— Request —
List each line of the material below that contains the string "sneaker". Case counts.

— Dataset excerpts —
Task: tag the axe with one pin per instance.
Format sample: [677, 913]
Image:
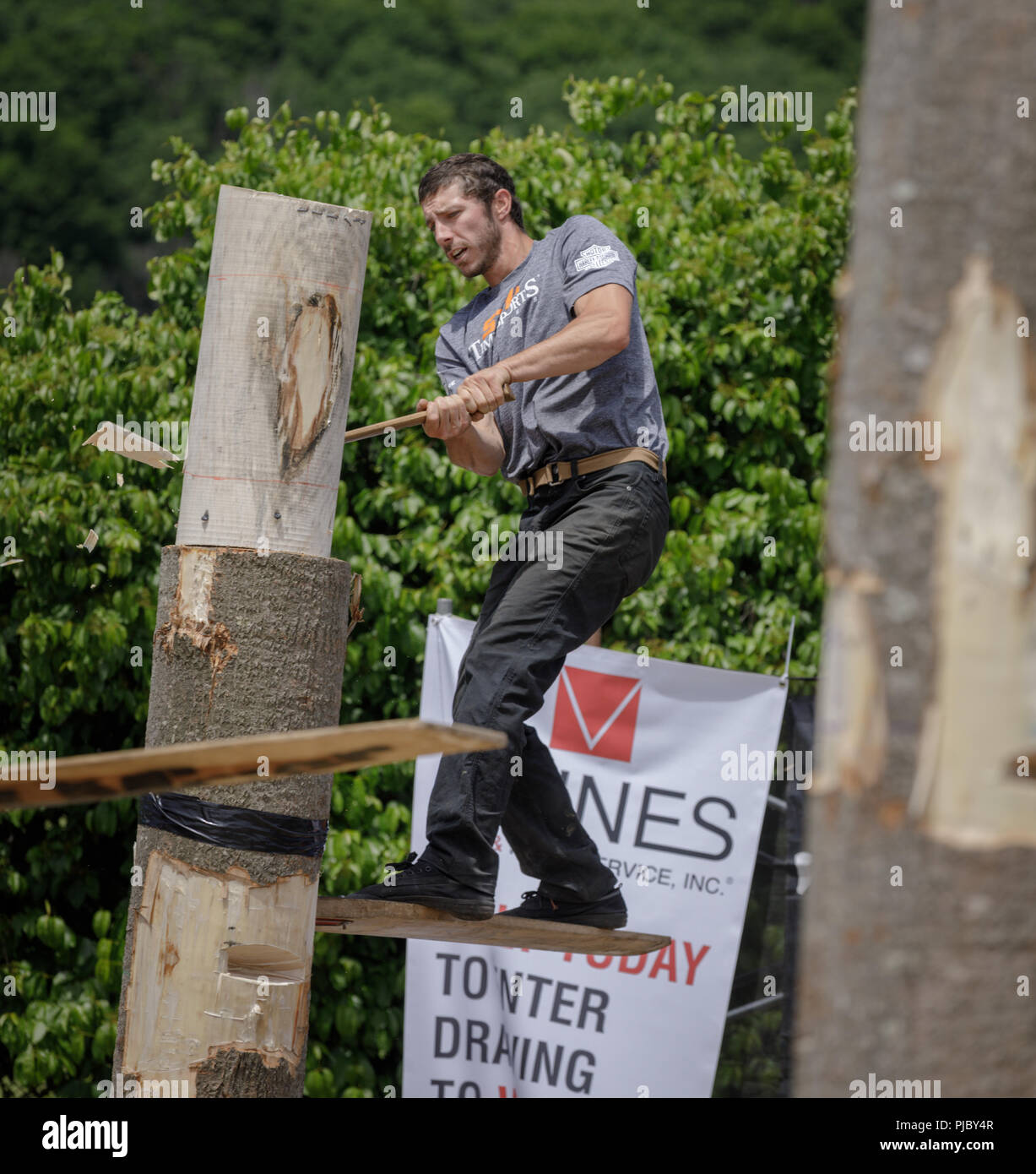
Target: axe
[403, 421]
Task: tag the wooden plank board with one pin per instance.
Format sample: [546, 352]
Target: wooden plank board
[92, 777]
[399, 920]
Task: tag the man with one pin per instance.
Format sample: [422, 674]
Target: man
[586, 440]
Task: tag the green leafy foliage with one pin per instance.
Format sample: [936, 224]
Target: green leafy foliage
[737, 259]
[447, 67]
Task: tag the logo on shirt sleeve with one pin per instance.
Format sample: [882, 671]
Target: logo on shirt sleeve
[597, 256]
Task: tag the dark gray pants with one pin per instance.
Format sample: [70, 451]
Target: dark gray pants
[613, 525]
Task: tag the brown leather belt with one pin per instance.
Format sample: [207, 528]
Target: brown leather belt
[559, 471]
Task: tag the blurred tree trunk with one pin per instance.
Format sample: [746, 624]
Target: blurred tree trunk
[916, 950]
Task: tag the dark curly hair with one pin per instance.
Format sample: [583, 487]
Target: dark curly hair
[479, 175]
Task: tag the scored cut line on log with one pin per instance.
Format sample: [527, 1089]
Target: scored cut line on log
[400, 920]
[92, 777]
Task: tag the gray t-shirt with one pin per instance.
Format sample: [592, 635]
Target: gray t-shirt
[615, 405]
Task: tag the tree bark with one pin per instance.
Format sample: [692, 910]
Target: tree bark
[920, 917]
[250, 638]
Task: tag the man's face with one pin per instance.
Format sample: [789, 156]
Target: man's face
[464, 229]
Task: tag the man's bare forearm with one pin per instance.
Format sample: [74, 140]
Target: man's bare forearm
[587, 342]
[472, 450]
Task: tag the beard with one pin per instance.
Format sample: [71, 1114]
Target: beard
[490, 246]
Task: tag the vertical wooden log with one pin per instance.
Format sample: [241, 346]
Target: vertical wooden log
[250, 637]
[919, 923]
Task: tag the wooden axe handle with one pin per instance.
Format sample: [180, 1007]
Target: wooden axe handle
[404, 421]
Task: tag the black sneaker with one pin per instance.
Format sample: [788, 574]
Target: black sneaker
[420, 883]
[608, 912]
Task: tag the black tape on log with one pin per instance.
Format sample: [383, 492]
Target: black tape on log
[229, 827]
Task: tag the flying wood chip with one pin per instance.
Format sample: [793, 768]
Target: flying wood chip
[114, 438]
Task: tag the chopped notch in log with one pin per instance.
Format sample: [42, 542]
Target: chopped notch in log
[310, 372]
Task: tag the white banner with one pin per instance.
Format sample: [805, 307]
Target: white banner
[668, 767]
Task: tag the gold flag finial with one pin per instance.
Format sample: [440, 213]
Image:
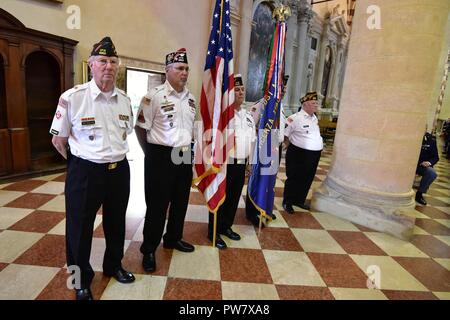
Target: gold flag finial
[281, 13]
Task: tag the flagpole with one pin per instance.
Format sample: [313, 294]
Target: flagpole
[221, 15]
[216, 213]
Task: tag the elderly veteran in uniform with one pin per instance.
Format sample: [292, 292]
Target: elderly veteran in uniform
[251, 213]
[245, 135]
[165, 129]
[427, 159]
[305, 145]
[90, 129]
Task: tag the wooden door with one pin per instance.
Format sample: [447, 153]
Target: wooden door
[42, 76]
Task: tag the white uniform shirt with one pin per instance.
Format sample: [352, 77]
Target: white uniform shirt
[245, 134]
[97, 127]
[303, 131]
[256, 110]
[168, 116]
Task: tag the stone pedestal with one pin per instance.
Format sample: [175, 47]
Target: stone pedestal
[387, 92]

* * *

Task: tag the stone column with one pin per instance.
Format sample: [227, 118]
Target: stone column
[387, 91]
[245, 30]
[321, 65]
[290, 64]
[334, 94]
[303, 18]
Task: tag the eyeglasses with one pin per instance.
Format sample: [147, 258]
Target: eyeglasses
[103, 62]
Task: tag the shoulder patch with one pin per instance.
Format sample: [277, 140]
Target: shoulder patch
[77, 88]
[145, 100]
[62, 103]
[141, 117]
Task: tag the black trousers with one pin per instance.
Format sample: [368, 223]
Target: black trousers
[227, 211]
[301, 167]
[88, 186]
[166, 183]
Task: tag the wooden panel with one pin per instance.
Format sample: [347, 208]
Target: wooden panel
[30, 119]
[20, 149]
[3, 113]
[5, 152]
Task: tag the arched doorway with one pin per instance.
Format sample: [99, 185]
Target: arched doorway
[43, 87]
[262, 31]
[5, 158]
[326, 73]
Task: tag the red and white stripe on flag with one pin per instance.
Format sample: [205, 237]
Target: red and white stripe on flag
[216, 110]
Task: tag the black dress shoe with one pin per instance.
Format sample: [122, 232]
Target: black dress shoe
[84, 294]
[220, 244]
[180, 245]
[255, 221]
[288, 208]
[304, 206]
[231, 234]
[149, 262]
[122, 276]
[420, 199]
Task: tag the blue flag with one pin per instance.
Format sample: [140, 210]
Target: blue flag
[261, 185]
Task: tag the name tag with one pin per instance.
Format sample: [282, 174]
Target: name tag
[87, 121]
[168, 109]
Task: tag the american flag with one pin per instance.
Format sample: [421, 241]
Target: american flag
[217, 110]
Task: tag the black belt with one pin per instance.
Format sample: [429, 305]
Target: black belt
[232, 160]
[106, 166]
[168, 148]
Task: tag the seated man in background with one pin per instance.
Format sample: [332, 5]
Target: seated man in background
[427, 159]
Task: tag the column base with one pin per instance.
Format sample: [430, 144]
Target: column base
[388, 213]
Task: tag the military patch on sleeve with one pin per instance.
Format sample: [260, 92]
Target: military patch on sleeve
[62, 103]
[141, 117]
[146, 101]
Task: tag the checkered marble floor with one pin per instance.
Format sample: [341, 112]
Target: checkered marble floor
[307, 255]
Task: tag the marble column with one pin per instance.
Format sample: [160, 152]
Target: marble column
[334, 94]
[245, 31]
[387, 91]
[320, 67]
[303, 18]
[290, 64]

— Exercise output —
Task: tag the black sneaker with one pin per instance.
Target: black sneaker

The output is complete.